## Supplied records
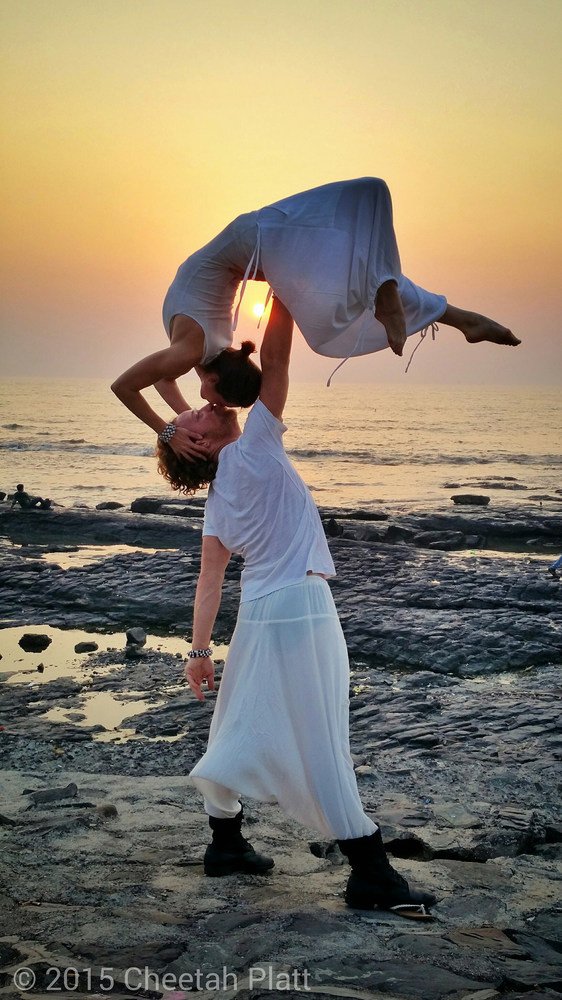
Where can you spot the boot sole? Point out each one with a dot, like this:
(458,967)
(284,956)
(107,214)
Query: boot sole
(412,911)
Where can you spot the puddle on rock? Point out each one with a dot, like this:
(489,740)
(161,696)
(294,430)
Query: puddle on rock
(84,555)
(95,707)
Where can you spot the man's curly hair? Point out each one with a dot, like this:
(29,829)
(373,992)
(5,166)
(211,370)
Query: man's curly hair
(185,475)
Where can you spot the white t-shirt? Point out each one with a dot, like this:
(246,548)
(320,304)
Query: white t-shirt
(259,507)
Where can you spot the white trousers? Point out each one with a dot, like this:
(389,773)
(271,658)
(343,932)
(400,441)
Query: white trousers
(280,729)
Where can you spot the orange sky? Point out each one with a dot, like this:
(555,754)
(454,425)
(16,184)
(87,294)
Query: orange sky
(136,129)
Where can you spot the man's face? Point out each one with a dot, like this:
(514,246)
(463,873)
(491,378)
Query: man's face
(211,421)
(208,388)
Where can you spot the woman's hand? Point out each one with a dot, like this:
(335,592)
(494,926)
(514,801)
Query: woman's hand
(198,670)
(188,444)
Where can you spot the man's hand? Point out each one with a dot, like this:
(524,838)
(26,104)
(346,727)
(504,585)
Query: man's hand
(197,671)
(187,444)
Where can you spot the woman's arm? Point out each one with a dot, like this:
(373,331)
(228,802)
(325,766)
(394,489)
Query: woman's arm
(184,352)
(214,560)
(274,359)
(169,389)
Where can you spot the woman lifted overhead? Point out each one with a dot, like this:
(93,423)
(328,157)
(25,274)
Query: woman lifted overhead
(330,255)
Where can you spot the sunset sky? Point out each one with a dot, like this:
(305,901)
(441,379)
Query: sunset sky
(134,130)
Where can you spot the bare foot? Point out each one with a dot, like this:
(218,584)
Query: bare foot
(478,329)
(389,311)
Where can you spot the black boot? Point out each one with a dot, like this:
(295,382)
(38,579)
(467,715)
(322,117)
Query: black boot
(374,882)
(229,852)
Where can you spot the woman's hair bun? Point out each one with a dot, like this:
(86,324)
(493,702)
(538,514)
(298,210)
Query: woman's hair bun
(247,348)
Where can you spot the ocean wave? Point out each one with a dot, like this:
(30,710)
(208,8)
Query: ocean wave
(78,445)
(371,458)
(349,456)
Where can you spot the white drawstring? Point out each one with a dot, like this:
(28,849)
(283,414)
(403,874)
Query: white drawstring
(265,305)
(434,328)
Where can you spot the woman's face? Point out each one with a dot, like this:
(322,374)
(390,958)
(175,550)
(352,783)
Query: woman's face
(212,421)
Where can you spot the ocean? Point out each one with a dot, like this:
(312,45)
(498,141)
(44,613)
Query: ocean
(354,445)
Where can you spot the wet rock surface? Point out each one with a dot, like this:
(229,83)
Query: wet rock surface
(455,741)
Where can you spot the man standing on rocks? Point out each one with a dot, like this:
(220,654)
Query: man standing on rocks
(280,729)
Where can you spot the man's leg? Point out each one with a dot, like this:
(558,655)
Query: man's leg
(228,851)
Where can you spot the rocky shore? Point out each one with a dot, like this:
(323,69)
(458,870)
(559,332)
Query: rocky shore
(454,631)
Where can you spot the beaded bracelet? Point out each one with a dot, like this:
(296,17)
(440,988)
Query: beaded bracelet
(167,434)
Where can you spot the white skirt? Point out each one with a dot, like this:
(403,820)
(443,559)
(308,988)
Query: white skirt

## What needs to be done
The pictures are not part of the copy. Retype everything else in the entries exactly.

## Task result
Where can you spot the boot sole? Point out each one with a dot, like this:
(458,967)
(284,956)
(107,214)
Query: boot sole
(412,911)
Where can you spot the puddle on rock? Point out each one with a dot, like this:
(489,740)
(161,696)
(294,430)
Query: puddle on rock
(84,555)
(95,707)
Where can you spot the man's curly hair? Point out each one with a dot, like this:
(29,829)
(373,992)
(5,166)
(211,370)
Query: man's curly hair
(185,475)
Where can you spot the white t-shirt? Point out each one with a dot, like this:
(246,548)
(320,304)
Query: white t-shirt
(259,507)
Where can you spot the white trousers? Point out each one with a dot, like this:
(389,773)
(271,658)
(343,932)
(400,441)
Query: white trousers
(280,729)
Where can you spot the orange sky? Point out each one with a dot, like this:
(555,754)
(454,425)
(16,184)
(87,294)
Query: orange sky
(136,129)
Where can you spot the man's face? Point out each one with a dot, like this:
(514,246)
(463,873)
(491,378)
Query: man's face
(211,421)
(208,388)
Where can you spot the woman's hand? Point out each one with a dot, like this:
(335,592)
(494,926)
(514,801)
Query: woman's hand
(198,670)
(188,444)
Where can you spot the man's hand? Point out each one with a dot, like this:
(524,838)
(26,104)
(346,727)
(504,585)
Query: man's hand
(197,671)
(187,444)
Where can you spot the woman's arm? Point out each one with a dot, like this:
(373,331)
(228,802)
(325,766)
(394,489)
Query: woman's arm
(184,352)
(214,560)
(274,359)
(169,389)
Where can you spot the woman lifted overhead? Point out each one with a dot, like this:
(93,423)
(328,157)
(25,274)
Query: woman lifted overhead
(330,255)
Where can you spot the sunset sky? Point out each one with a dot, like this:
(305,901)
(441,379)
Query: sunset sky
(134,130)
Where can you spot the bare foot? Point out each one with a dot, like this:
(218,584)
Query: bare foot
(478,329)
(389,311)
Where can you spot the black boot? Point out each one with a dot, like this:
(295,382)
(38,579)
(467,715)
(322,117)
Query: black boot
(374,882)
(229,852)
Where can you spot the woman's hair bun? Point out each one with a dot, like this:
(86,324)
(493,702)
(538,514)
(298,210)
Query: woman's hair bun
(247,348)
Where can you spot the ocean wave? Point out each one with a dot, like this:
(30,710)
(208,8)
Query: ocean wave
(78,445)
(371,458)
(349,456)
Where can you spot the white drawstring? Point out each one with a dot, like this:
(28,849)
(283,414)
(403,874)
Query: white drawstring
(265,305)
(434,328)
Where can you spot the woman's face? Point out each one with a dot, like this:
(322,374)
(390,958)
(175,550)
(352,783)
Query: woman's face
(212,421)
Where can you spot the ocean? Point out each one with a dot, like this:
(312,45)
(498,141)
(44,613)
Query: ocean
(354,445)
Where can you spot the wet rock surface? Point out each one with a dot, like this:
(229,83)
Query: wet rock surface
(455,741)
Where can you spot the man standing on rocks? Point out each one with a dot, like this:
(220,654)
Query: man standing on rocks
(280,729)
Where can you spot the man's leg? Point out each one with a dot, like this:
(558,655)
Query: man's leg
(228,851)
Where can you spot the rocky shore? Point out each one with a dot, like this:
(323,69)
(458,870)
(559,332)
Query: rocky shore
(454,631)
Where can you spot the beaded bracelet? Point out each one with a dot, like this:
(296,17)
(440,988)
Query: beaded bracelet
(167,434)
Where can you spot the white skirt? Point out each one with a dot, like this:
(403,820)
(443,559)
(308,988)
Query: white skirt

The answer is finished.